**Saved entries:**

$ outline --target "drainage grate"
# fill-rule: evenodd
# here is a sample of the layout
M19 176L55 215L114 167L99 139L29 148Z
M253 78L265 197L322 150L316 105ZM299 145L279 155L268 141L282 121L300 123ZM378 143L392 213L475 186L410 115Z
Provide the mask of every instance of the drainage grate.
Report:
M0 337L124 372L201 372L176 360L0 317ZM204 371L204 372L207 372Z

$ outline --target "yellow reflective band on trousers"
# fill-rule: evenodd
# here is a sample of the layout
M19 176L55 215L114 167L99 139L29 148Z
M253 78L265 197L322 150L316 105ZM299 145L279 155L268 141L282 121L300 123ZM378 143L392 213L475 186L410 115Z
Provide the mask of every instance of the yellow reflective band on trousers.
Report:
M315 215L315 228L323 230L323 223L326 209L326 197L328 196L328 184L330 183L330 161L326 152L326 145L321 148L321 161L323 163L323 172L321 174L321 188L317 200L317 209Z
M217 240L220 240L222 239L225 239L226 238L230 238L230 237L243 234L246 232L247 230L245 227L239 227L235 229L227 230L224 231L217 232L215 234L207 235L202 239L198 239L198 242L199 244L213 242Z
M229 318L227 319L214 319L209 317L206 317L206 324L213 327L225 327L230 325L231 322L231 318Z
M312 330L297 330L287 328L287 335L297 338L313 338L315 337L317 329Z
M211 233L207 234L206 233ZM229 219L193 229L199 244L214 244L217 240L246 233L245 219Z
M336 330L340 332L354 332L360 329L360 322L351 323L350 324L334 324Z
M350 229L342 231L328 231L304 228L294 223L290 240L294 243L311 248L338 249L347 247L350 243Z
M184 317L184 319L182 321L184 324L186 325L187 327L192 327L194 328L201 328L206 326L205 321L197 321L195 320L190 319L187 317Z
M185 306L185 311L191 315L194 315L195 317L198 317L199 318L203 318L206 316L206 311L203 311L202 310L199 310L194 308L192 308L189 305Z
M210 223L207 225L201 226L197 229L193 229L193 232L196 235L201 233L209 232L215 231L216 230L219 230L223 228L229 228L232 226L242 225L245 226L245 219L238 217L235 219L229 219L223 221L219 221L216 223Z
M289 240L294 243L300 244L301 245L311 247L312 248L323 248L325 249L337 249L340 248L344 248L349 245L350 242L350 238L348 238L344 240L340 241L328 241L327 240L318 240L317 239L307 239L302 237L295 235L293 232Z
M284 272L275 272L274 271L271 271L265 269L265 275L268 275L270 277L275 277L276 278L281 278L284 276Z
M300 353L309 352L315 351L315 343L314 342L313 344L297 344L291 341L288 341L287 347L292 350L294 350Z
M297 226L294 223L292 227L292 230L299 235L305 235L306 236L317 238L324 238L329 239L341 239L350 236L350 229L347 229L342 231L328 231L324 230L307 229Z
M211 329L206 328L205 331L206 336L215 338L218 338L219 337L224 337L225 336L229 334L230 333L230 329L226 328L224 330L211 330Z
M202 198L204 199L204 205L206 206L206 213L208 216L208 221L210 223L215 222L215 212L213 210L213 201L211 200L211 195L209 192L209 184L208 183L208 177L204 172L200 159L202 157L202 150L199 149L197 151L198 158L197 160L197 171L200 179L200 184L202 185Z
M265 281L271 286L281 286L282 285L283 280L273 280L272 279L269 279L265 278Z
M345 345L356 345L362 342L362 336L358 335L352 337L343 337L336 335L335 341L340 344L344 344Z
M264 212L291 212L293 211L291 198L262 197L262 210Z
---
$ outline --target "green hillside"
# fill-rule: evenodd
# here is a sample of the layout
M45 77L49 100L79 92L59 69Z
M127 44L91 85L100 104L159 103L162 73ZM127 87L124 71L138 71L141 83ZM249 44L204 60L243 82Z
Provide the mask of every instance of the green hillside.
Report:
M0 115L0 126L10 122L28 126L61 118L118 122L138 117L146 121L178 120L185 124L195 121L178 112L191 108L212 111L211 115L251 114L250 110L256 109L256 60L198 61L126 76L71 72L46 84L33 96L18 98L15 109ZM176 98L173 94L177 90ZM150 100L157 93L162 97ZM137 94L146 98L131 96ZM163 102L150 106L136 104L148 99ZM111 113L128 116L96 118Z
...
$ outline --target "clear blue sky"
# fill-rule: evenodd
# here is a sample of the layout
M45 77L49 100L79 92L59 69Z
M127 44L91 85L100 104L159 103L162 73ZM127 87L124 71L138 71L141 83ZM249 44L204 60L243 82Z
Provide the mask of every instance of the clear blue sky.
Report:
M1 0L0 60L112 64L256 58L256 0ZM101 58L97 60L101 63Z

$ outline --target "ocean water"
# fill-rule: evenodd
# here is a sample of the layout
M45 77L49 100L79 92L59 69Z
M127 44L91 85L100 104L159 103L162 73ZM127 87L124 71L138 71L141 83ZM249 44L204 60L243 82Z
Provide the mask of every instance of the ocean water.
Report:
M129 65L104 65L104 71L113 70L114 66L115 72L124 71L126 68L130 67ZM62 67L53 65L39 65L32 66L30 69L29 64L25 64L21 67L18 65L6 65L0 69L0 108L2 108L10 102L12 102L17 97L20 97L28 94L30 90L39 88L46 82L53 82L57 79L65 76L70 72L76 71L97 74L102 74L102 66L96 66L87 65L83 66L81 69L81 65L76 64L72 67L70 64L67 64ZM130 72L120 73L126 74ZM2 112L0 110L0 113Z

**What the exercise asks:**
List every line of the listing that contains the word "instance".

**Task result:**
Provide the mask of every instance of the drainage grate.
Provide the mask of every instance of the yellow reflective band on trousers.
Provide the mask of every instance of the green hillside.
Provide the mask of every instance of the clear blue sky.
Provide the mask of every instance of the ocean water.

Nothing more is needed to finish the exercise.